Условие задания
Перепишите все строки ниже в виде нумерованного списка, пропустив пустые строки. Изображения в ответ не включайте.

(Исходные данные)
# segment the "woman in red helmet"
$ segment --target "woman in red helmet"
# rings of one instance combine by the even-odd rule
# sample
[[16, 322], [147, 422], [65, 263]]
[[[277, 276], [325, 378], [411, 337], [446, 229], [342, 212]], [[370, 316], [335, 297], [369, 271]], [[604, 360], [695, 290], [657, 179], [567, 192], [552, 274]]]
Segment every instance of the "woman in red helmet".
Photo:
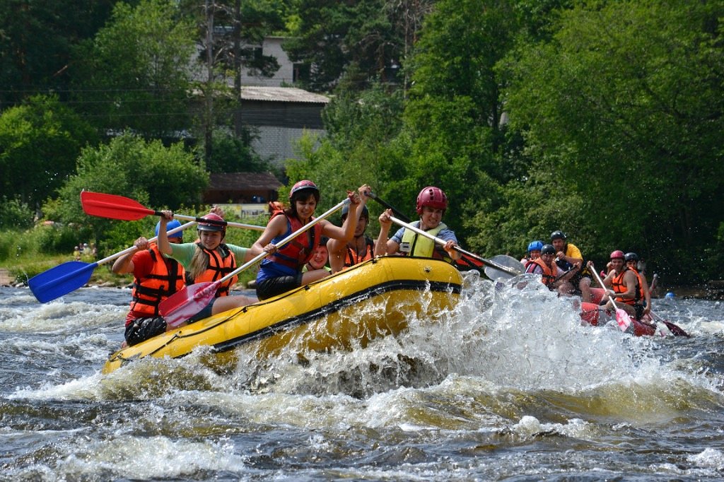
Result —
[[447, 208], [447, 196], [442, 190], [434, 186], [423, 189], [417, 195], [416, 208], [420, 220], [412, 223], [412, 225], [443, 240], [446, 242], [445, 245], [440, 246], [429, 237], [418, 235], [414, 231], [405, 228], [400, 228], [387, 239], [392, 224], [390, 219], [392, 210], [387, 209], [379, 216], [380, 229], [375, 245], [375, 255], [400, 253], [408, 256], [445, 259], [448, 262], [459, 259], [460, 254], [454, 248], [458, 245], [458, 238], [455, 232], [447, 229], [442, 222], [442, 216]]
[[[170, 211], [161, 211], [160, 226], [173, 219]], [[200, 222], [197, 227], [198, 240], [195, 242], [171, 244], [166, 230], [159, 231], [159, 249], [166, 256], [177, 260], [185, 269], [186, 284], [215, 282], [225, 276], [243, 263], [253, 258], [251, 250], [224, 242], [226, 225], [224, 219], [216, 213], [202, 216], [211, 222]], [[245, 306], [255, 300], [246, 296], [229, 296], [229, 292], [237, 281], [237, 276], [227, 280], [216, 289], [211, 301], [190, 321], [208, 318], [232, 308]]]
[[[369, 186], [365, 185], [359, 188], [360, 195], [366, 196], [370, 190]], [[319, 202], [319, 188], [311, 181], [300, 181], [292, 187], [289, 193], [290, 207], [272, 216], [266, 229], [251, 247], [254, 255], [264, 251], [269, 253], [261, 261], [256, 275], [256, 296], [259, 300], [285, 293], [329, 275], [329, 271], [324, 269], [305, 272], [303, 269], [311, 259], [322, 237], [346, 243], [354, 236], [360, 198], [353, 193], [348, 193], [348, 195], [352, 200], [350, 216], [341, 227], [322, 219], [277, 249], [277, 242], [314, 219], [314, 210]]]

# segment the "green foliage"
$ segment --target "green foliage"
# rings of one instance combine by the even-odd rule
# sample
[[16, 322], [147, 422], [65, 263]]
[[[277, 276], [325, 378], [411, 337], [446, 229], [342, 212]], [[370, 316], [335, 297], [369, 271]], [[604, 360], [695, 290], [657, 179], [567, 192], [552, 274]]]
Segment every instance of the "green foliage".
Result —
[[[390, 176], [397, 174], [390, 166], [400, 165], [393, 140], [401, 125], [402, 106], [401, 93], [388, 93], [379, 85], [335, 98], [324, 113], [327, 136], [305, 136], [299, 145], [301, 160], [287, 161], [290, 185], [302, 179], [317, 183], [321, 191], [318, 212], [342, 200], [348, 190], [365, 183], [382, 197]], [[279, 198], [285, 197], [280, 191]], [[376, 206], [369, 208], [373, 214], [380, 211]]]
[[125, 134], [107, 145], [84, 149], [77, 174], [60, 190], [57, 203], [44, 209], [56, 220], [93, 227], [93, 237], [98, 240], [101, 249], [105, 242], [102, 234], [113, 223], [125, 221], [85, 214], [79, 202], [81, 190], [123, 195], [154, 209], [176, 209], [195, 204], [208, 183], [208, 173], [180, 143], [165, 147], [158, 140], [146, 142]]
[[[227, 128], [214, 130], [211, 136], [211, 156], [206, 158], [206, 169], [209, 172], [264, 172], [269, 166], [250, 144], [253, 136], [247, 132], [245, 135], [237, 137]], [[203, 145], [199, 146], [199, 151]], [[198, 154], [199, 158], [203, 154]]]
[[285, 48], [292, 60], [314, 65], [307, 86], [314, 91], [332, 89], [340, 77], [356, 90], [395, 81], [433, 3], [300, 0]]
[[193, 25], [169, 0], [116, 4], [111, 20], [77, 48], [79, 109], [101, 132], [178, 137], [189, 127]]
[[443, 189], [445, 221], [461, 239], [462, 219], [495, 206], [497, 185], [523, 174], [503, 162], [512, 138], [500, 126], [494, 69], [518, 29], [511, 1], [438, 1], [405, 66], [413, 83], [404, 114], [408, 154], [395, 189], [407, 199], [426, 185]]
[[0, 189], [31, 206], [75, 170], [75, 158], [95, 136], [56, 96], [37, 96], [0, 115]]
[[516, 51], [506, 108], [537, 166], [591, 200], [599, 253], [687, 266], [721, 219], [724, 3], [592, 5]]
[[67, 92], [73, 46], [105, 23], [117, 0], [0, 1], [0, 106]]
[[88, 228], [71, 225], [37, 226], [29, 233], [35, 239], [35, 246], [39, 253], [66, 253], [70, 255], [73, 248], [81, 242], [90, 240]]
[[38, 252], [38, 238], [33, 230], [0, 232], [0, 261], [12, 263], [28, 253]]

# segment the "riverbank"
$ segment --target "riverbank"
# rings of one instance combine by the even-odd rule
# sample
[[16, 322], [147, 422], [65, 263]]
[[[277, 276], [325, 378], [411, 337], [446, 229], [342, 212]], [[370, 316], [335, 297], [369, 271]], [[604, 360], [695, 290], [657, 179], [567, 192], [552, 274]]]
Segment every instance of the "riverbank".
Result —
[[[26, 286], [25, 284], [15, 283], [14, 282], [14, 279], [7, 269], [0, 268], [0, 286], [13, 287]], [[132, 280], [128, 276], [115, 275], [104, 276], [102, 278], [91, 276], [90, 281], [86, 286], [127, 288], [130, 287], [132, 282]], [[245, 289], [246, 287], [245, 282], [240, 282], [237, 284], [237, 289]], [[662, 290], [659, 296], [654, 297], [662, 298], [665, 293], [669, 292], [673, 292], [677, 298], [724, 300], [724, 280], [712, 280], [704, 285], [668, 287], [665, 290]]]

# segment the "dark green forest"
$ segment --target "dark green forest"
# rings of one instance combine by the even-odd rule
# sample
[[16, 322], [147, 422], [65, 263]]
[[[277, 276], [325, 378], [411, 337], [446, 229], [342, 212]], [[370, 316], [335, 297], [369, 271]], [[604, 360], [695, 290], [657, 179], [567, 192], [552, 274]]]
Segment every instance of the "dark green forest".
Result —
[[309, 67], [295, 86], [332, 98], [275, 172], [320, 208], [366, 182], [411, 216], [434, 185], [481, 255], [562, 229], [597, 262], [719, 279], [723, 34], [724, 0], [0, 0], [0, 229], [51, 219], [112, 250], [138, 229], [90, 220], [81, 189], [178, 209], [209, 172], [269, 170], [232, 113], [274, 35]]

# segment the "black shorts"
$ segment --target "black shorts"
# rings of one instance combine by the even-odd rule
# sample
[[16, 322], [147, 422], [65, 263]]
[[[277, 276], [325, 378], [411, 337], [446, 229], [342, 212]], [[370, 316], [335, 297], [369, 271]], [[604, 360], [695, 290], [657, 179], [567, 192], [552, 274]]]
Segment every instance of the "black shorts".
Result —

Ответ
1. # segment the "woman in red helmet"
2. $ segment --target "woman in red helmet"
3. # rings of one instance combine by the even-odd rule
4. # sample
5. [[16, 322], [147, 422], [65, 263]]
6. [[[277, 276], [325, 378], [411, 337], [446, 229], [342, 212]], [[370, 316], [335, 297], [369, 271]], [[604, 360], [695, 290], [657, 179], [567, 192], [552, 274]]]
7. Segment every instance of the "woman in red helmet".
8. Photo:
9. Result —
10. [[447, 208], [447, 196], [442, 190], [434, 186], [423, 189], [417, 195], [416, 208], [420, 220], [412, 223], [412, 225], [443, 240], [446, 242], [445, 245], [440, 246], [429, 237], [418, 235], [414, 231], [405, 228], [400, 228], [387, 239], [392, 224], [390, 219], [392, 210], [387, 209], [379, 216], [380, 229], [375, 245], [375, 255], [400, 253], [408, 256], [445, 259], [448, 262], [459, 259], [460, 254], [454, 248], [458, 245], [458, 238], [455, 232], [447, 229], [442, 222], [442, 216]]
11. [[[170, 211], [161, 211], [160, 226], [173, 219]], [[200, 222], [197, 227], [198, 240], [195, 242], [171, 244], [166, 230], [159, 231], [159, 249], [166, 256], [177, 260], [185, 269], [186, 284], [215, 282], [225, 276], [243, 263], [253, 258], [251, 250], [224, 242], [226, 225], [224, 219], [216, 213], [202, 216], [211, 222]], [[245, 306], [255, 300], [246, 296], [229, 296], [229, 292], [237, 281], [237, 276], [227, 280], [216, 289], [211, 301], [190, 321], [208, 318], [232, 308]]]
12. [[[369, 186], [365, 185], [359, 188], [360, 195], [366, 196], [370, 190]], [[319, 202], [319, 188], [311, 181], [300, 181], [292, 187], [289, 193], [290, 207], [272, 216], [266, 229], [251, 247], [254, 255], [264, 251], [269, 253], [261, 261], [256, 275], [256, 296], [259, 300], [285, 293], [329, 275], [329, 271], [324, 269], [305, 272], [303, 269], [311, 259], [322, 237], [346, 243], [354, 236], [360, 198], [353, 193], [348, 193], [348, 195], [352, 200], [350, 216], [341, 227], [322, 219], [277, 249], [277, 242], [314, 219], [314, 210]]]
13. # segment the "green foliage"
14. $ segment --target "green foliage"
15. # rings of one instance combine by the even-odd rule
16. # sample
17. [[16, 322], [147, 422], [65, 263]]
18. [[[277, 276], [325, 378], [411, 337], [446, 229], [342, 212]], [[370, 316], [335, 297], [369, 271]], [[604, 360], [695, 290], [657, 179], [567, 192], [552, 274]]]
19. Segment every instance of the "green foliage".
20. Result —
21. [[[390, 176], [397, 174], [390, 166], [400, 165], [393, 140], [401, 125], [402, 106], [401, 93], [388, 93], [379, 85], [335, 98], [324, 113], [327, 136], [305, 136], [299, 145], [301, 160], [287, 161], [290, 185], [302, 179], [317, 183], [321, 191], [318, 212], [342, 200], [348, 190], [365, 183], [382, 197]], [[279, 198], [285, 197], [280, 191]], [[376, 206], [369, 208], [373, 214], [380, 211]]]
22. [[125, 134], [107, 145], [84, 149], [77, 174], [60, 190], [57, 203], [44, 209], [56, 220], [93, 227], [93, 237], [98, 240], [101, 249], [105, 242], [102, 234], [113, 223], [125, 221], [85, 214], [79, 202], [81, 190], [123, 195], [154, 209], [176, 209], [195, 204], [208, 183], [208, 173], [180, 143], [165, 147], [158, 140], [146, 142]]
23. [[[227, 128], [214, 130], [211, 136], [211, 156], [206, 158], [206, 169], [209, 172], [264, 172], [269, 166], [250, 144], [253, 136], [247, 132], [245, 135], [237, 137]], [[203, 145], [199, 146], [199, 151]], [[198, 154], [199, 158], [203, 154]]]
24. [[285, 48], [292, 60], [314, 65], [307, 86], [314, 91], [332, 89], [340, 77], [356, 90], [395, 81], [433, 3], [300, 0]]
25. [[193, 25], [169, 0], [116, 4], [111, 20], [77, 48], [79, 109], [101, 132], [178, 137], [189, 127]]
26. [[443, 189], [445, 221], [461, 239], [462, 219], [495, 206], [497, 185], [523, 174], [503, 162], [512, 138], [500, 126], [494, 69], [518, 29], [511, 1], [438, 1], [405, 66], [413, 83], [404, 114], [408, 154], [395, 189], [407, 199], [426, 185]]
27. [[0, 189], [31, 206], [75, 170], [75, 158], [95, 136], [56, 96], [37, 96], [0, 115]]
28. [[516, 51], [506, 108], [537, 166], [591, 200], [599, 253], [687, 266], [721, 219], [724, 3], [592, 5]]
29. [[67, 92], [73, 46], [105, 23], [117, 0], [0, 1], [0, 106]]
30. [[88, 228], [71, 225], [37, 226], [29, 233], [35, 239], [35, 246], [39, 253], [66, 253], [70, 255], [73, 248], [81, 242], [90, 240]]
31. [[38, 252], [38, 238], [33, 230], [0, 232], [0, 261], [12, 263], [28, 253]]
32. # segment the "riverbank"
33. $ segment --target "riverbank"
34. # rings of one instance combine by the even-odd rule
35. # sample
36. [[16, 322], [147, 422], [65, 263]]
37. [[[277, 276], [325, 378], [411, 337], [446, 229], [342, 212]], [[370, 316], [335, 297], [369, 271]], [[604, 360], [695, 290], [657, 179], [567, 192], [552, 274]]]
38. Segment every instance of the "riverbank".
39. Result —
40. [[[26, 286], [25, 284], [15, 283], [14, 282], [14, 279], [7, 269], [0, 268], [0, 286], [13, 287]], [[132, 280], [128, 276], [115, 275], [104, 276], [102, 278], [91, 276], [90, 281], [86, 286], [127, 288], [130, 287], [132, 282]], [[245, 289], [246, 287], [245, 282], [240, 282], [237, 284], [237, 289]], [[662, 290], [659, 296], [654, 297], [662, 298], [665, 293], [669, 292], [673, 292], [677, 298], [724, 300], [724, 280], [712, 280], [704, 285], [668, 287], [665, 290]]]
41. # segment the "dark green forest"
42. $ segment --target "dark green forest"
43. # rings of one instance combine by the even-odd rule
44. # sample
45. [[16, 322], [147, 422], [65, 263]]
46. [[[277, 276], [325, 378], [411, 337], [446, 229], [342, 212]], [[370, 316], [335, 297], [369, 271]], [[604, 360], [695, 290], [657, 179], [567, 192], [552, 274]]]
47. Segment every instance of the "dark green forest".
48. Result —
49. [[309, 67], [295, 86], [332, 98], [275, 172], [320, 208], [366, 182], [411, 216], [434, 185], [481, 255], [562, 229], [597, 262], [719, 279], [723, 34], [724, 0], [0, 0], [0, 229], [51, 219], [112, 250], [138, 229], [90, 220], [81, 189], [178, 209], [209, 172], [269, 170], [232, 113], [274, 35]]
50. # segment the "black shorts"
51. $ segment --target "black shorts"
52. # rings of one instance combine by the even-odd rule
53. # sample
54. [[16, 322], [147, 422], [65, 263]]
55. [[[277, 276], [325, 378], [411, 337], [446, 229], [342, 212]], [[370, 316], [335, 297], [369, 271]], [[604, 360], [695, 290], [657, 179], [567, 192], [552, 274]]]
56. Segment every instance of the "black shorts".
57. Result —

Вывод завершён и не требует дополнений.